_WHAT TO DO_:
Nothing but the lines from the one containing "the green stem" to the end of the data should be returned, each exactly as written.
☆ ☆ ☆
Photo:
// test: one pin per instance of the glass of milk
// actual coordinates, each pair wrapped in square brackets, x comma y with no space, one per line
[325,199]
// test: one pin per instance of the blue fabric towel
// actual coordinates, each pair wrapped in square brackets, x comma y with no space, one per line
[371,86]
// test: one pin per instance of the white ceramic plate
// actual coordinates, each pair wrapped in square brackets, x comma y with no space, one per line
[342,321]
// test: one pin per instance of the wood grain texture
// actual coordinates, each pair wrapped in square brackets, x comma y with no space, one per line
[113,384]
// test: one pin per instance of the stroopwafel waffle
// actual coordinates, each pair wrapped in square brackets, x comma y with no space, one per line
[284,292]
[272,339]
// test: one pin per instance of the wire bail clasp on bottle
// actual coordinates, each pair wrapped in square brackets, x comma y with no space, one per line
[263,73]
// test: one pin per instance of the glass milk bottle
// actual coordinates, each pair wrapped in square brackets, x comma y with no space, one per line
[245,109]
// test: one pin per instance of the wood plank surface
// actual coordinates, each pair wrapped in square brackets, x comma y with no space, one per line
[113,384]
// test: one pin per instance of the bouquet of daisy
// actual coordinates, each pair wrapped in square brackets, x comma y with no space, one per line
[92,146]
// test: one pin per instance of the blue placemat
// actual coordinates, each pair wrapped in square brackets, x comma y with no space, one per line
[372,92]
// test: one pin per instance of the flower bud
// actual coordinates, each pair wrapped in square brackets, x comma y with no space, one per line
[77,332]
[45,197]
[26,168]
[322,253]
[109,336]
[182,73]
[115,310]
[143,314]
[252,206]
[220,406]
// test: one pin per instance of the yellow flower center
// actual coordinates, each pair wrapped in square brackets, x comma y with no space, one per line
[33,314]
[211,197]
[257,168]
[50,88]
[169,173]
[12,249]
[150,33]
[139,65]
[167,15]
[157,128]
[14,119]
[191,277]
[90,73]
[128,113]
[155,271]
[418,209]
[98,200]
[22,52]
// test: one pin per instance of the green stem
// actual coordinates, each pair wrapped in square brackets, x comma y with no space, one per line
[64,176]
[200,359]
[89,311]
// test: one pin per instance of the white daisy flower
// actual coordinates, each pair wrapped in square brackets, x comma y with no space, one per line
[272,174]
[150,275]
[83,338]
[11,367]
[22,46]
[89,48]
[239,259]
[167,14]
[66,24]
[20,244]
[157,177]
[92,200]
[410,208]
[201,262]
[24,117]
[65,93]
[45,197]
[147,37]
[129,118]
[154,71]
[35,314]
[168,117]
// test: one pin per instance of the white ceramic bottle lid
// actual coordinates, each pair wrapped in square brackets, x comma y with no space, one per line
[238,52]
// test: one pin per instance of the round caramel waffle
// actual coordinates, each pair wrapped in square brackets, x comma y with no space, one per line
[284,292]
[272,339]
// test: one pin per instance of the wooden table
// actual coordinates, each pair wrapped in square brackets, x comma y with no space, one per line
☆ ☆ ☆
_WRITTEN SOLUTION_:
// test: one pin per instance of the green stem
// actual coordinates, each pair wrapped in square brackets, x comma y with no space, one per line
[64,176]
[200,359]
[89,311]
// test: one pin per instance of the white daisy flower
// actual coordinates, each pair wrapped in square brackets, x comma y with no space, one per line
[272,174]
[150,275]
[83,338]
[11,367]
[22,46]
[89,48]
[239,259]
[167,14]
[66,24]
[20,244]
[157,177]
[92,200]
[410,208]
[201,262]
[24,117]
[65,93]
[45,197]
[147,37]
[129,118]
[154,71]
[35,314]
[168,117]
// test: one pin per instance of the white ceramic bottle lid
// actual coordinates, each pair wrapped in square brackets, x comma y with no space, one per line
[238,52]
// test: one pin per instance of the round caramel waffle
// actual coordinates, each pair wrapped in square brackets, x comma y with no space, one per line
[284,292]
[272,339]
// test: one pin per instance of the wooden table
// actual coordinates, each pair wrapped in square brackets, x comma y with no space, one per line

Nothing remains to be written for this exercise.